THE PROBLEM:
Change every "Query" to "Target" in the entries below and leave everything else the same.

MATERIAL SUPPLIED:
● ● ● ● ●

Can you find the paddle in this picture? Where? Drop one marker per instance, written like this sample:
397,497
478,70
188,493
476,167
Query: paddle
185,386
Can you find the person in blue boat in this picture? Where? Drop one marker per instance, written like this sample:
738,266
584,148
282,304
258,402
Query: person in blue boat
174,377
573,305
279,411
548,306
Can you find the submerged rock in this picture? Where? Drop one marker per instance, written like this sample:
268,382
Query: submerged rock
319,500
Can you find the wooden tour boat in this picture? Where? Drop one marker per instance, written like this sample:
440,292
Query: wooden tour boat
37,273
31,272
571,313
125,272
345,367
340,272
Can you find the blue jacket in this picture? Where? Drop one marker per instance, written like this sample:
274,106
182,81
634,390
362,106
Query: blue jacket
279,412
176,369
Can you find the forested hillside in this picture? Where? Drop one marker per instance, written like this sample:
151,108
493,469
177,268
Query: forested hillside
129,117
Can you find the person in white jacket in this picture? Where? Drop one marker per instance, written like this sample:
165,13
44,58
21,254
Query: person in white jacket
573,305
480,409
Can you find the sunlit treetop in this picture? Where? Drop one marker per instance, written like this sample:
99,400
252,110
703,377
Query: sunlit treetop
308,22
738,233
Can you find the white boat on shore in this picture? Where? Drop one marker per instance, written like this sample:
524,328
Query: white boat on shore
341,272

● ● ● ● ●

RESPONSE FOR THIS EXERCISE:
Can you find the paddle in this picture? Where? Drop one marker per instance, written like this sample:
397,497
478,70
188,493
476,167
Target: paddle
185,386
Can you find the person in blue boat in this picture? Where? Drop one marker per instance, written like this sample:
738,266
584,148
282,304
258,402
Target: person in blue boat
174,377
573,305
279,411
548,306
Can you find the submerged rock in this picture? Where? Drop one marker per instance, written like this sample:
268,382
Target: submerged rock
319,500
Can you find the wooden tour boat in this picture? Where? Drop one marker per instance, written like this sample:
440,292
Target: wooden tour boat
37,273
31,272
571,313
125,272
345,367
340,272
Can you find the blue jacket in this picture? Where? Drop one marker per instance, written like this sample:
274,106
182,81
634,390
362,106
Target: blue jacket
279,412
176,369
Can you find the forested hillside in this picture? Where? Drop one marker per instance, written like this sample:
151,108
493,469
177,268
Target: forested hillside
129,117
Can you find the person in white jacket in this picture? Where? Drop one marker per instance, written like this sample:
165,13
44,58
21,254
Target: person in white jacket
573,305
480,409
Can you find the sunlit treetop in this picture? Where? Drop one marker per instance, written like this sample:
99,400
252,110
703,377
Target: sunlit treetop
308,22
738,233
Can you find the white boat on shore in this picture? Where? Drop one marker per instance, written like this sample:
524,328
Target: white boat on shore
341,272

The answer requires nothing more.